Given instruction
Count the lines in the items below that contain the string "tree", treating uppercase and lowercase letters as distinct, and report only the resulting number.

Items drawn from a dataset
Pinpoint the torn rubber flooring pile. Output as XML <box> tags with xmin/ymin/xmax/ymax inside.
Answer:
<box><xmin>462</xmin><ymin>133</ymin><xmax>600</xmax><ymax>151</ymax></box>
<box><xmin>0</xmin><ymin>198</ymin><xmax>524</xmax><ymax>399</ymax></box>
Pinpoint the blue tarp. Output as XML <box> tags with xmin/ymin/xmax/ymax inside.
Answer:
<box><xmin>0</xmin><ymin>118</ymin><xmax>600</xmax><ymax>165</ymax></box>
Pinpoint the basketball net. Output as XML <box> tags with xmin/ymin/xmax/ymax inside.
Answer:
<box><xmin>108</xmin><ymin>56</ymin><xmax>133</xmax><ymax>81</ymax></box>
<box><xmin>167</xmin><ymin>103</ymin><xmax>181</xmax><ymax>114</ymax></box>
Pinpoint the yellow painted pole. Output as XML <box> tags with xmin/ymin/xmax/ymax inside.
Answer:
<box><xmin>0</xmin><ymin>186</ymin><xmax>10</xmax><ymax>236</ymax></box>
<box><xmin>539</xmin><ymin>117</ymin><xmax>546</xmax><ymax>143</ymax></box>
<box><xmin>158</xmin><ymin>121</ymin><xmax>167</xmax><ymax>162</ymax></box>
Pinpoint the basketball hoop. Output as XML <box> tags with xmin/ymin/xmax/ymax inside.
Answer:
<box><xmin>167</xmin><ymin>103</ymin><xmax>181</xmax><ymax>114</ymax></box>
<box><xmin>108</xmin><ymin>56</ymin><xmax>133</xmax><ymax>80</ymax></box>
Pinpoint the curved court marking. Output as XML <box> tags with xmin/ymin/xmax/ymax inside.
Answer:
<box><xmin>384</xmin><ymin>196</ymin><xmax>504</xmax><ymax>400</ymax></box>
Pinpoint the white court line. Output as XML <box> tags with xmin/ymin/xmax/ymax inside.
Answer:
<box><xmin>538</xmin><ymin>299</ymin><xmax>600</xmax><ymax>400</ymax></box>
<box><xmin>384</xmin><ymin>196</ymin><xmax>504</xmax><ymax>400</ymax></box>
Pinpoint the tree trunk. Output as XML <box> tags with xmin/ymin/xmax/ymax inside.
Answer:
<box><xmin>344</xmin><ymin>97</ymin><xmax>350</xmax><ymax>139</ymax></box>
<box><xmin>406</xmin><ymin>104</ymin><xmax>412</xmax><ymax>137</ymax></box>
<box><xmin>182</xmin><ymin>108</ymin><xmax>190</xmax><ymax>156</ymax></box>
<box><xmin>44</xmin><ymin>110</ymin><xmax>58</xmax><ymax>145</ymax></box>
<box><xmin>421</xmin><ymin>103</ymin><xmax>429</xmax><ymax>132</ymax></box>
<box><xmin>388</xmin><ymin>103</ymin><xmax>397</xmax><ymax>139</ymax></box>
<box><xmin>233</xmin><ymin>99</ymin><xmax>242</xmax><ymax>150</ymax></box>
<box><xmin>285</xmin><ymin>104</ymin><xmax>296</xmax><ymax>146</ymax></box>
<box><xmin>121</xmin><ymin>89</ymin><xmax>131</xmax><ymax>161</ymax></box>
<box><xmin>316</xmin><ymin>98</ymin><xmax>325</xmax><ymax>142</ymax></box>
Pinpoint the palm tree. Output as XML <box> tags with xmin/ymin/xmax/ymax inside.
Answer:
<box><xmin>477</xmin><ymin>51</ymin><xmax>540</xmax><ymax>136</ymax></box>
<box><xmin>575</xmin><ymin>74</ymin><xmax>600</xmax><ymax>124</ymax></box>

Result of this exercise
2